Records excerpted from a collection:
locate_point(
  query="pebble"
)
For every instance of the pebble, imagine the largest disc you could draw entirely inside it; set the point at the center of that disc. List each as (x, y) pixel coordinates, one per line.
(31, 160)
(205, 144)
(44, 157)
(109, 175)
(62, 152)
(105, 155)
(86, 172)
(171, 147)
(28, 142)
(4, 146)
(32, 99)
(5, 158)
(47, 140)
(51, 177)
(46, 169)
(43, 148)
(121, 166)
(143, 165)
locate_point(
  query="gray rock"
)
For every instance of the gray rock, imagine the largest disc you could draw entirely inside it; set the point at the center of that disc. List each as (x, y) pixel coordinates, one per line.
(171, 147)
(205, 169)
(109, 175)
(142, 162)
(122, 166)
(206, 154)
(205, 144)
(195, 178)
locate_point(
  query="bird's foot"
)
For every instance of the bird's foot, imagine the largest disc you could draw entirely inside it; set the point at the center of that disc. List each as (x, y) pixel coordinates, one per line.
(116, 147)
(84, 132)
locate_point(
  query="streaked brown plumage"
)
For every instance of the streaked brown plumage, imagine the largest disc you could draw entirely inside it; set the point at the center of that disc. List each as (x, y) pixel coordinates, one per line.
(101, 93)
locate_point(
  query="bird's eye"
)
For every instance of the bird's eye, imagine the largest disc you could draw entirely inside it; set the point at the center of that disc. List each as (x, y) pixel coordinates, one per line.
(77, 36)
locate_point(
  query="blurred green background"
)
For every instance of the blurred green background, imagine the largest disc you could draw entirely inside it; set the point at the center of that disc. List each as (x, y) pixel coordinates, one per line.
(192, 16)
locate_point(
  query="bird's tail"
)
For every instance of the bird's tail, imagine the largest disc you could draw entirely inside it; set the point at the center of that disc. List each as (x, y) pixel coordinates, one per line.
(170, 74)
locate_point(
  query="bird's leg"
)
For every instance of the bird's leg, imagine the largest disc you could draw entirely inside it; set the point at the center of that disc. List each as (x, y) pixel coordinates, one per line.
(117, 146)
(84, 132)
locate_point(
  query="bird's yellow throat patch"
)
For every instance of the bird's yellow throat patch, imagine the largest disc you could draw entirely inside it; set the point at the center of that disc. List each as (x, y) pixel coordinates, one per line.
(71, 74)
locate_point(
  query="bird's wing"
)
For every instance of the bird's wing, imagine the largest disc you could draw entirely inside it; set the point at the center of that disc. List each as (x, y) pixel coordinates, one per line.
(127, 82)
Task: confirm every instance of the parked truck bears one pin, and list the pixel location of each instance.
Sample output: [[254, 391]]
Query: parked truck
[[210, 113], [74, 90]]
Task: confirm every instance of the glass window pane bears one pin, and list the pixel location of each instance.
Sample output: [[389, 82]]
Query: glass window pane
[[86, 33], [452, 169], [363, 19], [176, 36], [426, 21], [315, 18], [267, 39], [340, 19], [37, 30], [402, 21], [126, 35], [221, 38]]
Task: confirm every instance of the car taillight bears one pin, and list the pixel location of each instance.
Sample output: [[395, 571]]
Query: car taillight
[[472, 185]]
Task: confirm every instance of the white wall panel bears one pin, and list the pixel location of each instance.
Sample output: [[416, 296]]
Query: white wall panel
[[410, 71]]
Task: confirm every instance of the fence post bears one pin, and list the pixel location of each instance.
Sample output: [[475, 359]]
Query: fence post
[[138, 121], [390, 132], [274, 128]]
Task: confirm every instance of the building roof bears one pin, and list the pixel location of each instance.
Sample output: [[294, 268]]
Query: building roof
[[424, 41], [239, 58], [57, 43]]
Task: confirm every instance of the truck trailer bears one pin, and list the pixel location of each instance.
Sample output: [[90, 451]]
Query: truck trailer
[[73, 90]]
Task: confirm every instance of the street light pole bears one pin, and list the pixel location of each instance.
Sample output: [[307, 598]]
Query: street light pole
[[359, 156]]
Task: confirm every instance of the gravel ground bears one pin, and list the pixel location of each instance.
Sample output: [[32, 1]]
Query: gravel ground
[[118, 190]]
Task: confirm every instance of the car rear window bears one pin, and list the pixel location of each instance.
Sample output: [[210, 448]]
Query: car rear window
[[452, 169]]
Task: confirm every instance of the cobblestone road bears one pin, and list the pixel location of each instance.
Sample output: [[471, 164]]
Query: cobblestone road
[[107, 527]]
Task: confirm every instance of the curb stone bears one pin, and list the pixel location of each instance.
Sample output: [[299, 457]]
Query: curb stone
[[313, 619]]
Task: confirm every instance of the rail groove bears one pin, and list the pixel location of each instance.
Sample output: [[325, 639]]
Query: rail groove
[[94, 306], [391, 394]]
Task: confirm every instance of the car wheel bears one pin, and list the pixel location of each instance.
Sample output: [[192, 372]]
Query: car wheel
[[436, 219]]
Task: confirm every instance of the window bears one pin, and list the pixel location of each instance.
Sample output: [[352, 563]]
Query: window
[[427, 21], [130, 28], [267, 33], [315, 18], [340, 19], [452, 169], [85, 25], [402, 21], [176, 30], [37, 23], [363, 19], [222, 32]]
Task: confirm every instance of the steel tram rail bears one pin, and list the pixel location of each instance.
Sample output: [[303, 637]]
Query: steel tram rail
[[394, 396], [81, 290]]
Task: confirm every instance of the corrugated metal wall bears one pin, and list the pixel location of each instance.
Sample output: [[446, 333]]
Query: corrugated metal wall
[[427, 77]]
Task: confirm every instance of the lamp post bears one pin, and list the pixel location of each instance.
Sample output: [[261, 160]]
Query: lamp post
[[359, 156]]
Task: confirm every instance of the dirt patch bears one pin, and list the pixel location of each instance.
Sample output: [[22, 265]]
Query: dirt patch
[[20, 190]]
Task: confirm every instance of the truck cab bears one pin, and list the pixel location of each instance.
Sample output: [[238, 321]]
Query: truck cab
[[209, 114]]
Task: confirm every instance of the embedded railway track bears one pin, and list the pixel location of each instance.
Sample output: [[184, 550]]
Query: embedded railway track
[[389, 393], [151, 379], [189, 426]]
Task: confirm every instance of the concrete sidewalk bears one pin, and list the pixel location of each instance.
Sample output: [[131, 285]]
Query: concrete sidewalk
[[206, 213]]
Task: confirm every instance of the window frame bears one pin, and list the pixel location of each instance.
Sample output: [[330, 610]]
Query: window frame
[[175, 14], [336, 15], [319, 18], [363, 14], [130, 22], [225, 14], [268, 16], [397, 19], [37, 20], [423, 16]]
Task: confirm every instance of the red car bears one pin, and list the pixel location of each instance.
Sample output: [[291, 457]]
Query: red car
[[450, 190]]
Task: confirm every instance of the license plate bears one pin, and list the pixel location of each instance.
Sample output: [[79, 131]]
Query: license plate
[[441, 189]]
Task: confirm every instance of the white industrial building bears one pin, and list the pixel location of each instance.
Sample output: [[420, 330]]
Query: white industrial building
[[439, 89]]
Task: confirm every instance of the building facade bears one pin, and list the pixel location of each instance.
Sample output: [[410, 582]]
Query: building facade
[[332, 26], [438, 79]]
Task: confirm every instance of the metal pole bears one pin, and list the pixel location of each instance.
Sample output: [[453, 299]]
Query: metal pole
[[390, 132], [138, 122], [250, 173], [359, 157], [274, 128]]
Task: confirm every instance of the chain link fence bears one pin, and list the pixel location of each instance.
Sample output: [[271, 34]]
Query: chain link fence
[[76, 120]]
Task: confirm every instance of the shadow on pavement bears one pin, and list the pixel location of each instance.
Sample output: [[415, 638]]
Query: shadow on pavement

What to produce: Exactly reproduce the lines of the data above that run from the line containing "Sample output: [[453, 299]]" through the final one.

Response to the exercise:
Sample output: [[453, 299]]
Query: metal pole
[[390, 132], [138, 122], [250, 173], [359, 157], [274, 128]]
Task: confirm every instance of the chain link fence bears one pin, and list the pixel location of each instance.
Sample output: [[271, 34]]
Query: chain link fence
[[76, 120]]
Task: confirm every instance of the shadow on pavement bears one pin, and list the pixel location of each instance.
Sample output: [[415, 638]]
Query: shadow on pavement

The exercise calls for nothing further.